--- Start SELECTED EXCERPT ---

# Bridgeport No. 1 Boring Head



## 4ssss (Dec 16, 2017)

There is a side cap screw to lock the head in place while boring. That may be your problem. Also, a stone will knock of any burrs you may have on a hardened part. The dovetail should move relatively free, but with drag, and if it moves with an allen wrench on the micrometer it is OK.


----------



## 4GSR (Dec 16, 2017)

The few Bridgeport boring heads I've worked with, the two pieces are a very snug fit.  Always had to gently tap the sliding piece with a soft faced hammer to get the screw started.


----------



## Titanium (Dec 20, 2017)

Thanks for the help.

I worked at the burrs for a little while over a couple of nights with a needle file and a stone.  It turns out that neither the base dovetail or the head dovetail are hardened.  I eventually got the dovetails to slide nicely with only a slight resistance at one end of travel (without the micrometer screw installed).  The actual operating travel with the screw installed is only 3/8”.

The side SHCS that came with the boring head is evidently not the original one because it is too short to reach across the gap from the counterbore to the threaded hole.  It appears that the SHCS locks the head by squeezing the base dovetail onto the head dovetail?

I currently have all the pieces of the boring head in a bath of Purple Power to remove the last remnants of greasy grunge. What sort of oil or grease should be used during reassembly?

--- End SELECTED EXCERPT ---
--- Start COLLECTED DATA ---

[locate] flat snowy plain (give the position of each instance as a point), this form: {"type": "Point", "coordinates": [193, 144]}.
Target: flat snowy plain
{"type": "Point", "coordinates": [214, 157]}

--- End COLLECTED DATA ---

▶ [PROBLEM DESCRIPTION]
Write out, word for word, the stretch of the boring head thread above from "## Titanium (Dec" through "used during reassembly?".

▶ [THE SOLUTION]
## Titanium (Dec 20, 2017)

Thanks for the help.

I worked at the burrs for a little while over a couple of nights with a needle file and a stone.  It turns out that neither the base dovetail or the head dovetail are hardened.  I eventually got the dovetails to slide nicely with only a slight resistance at one end of travel (without the micrometer screw installed).  The actual operating travel with the screw installed is only 3/8”.

The side SHCS that came with the boring head is evidently not the original one because it is too short to reach across the gap from the counterbore to the threaded hole.  It appears that the SHCS locks the head by squeezing the base dovetail onto the head dovetail?

I currently have all the pieces of the boring head in a bath of Purple Power to remove the last remnants of greasy grunge. What sort of oil or grease should be used during reassembly?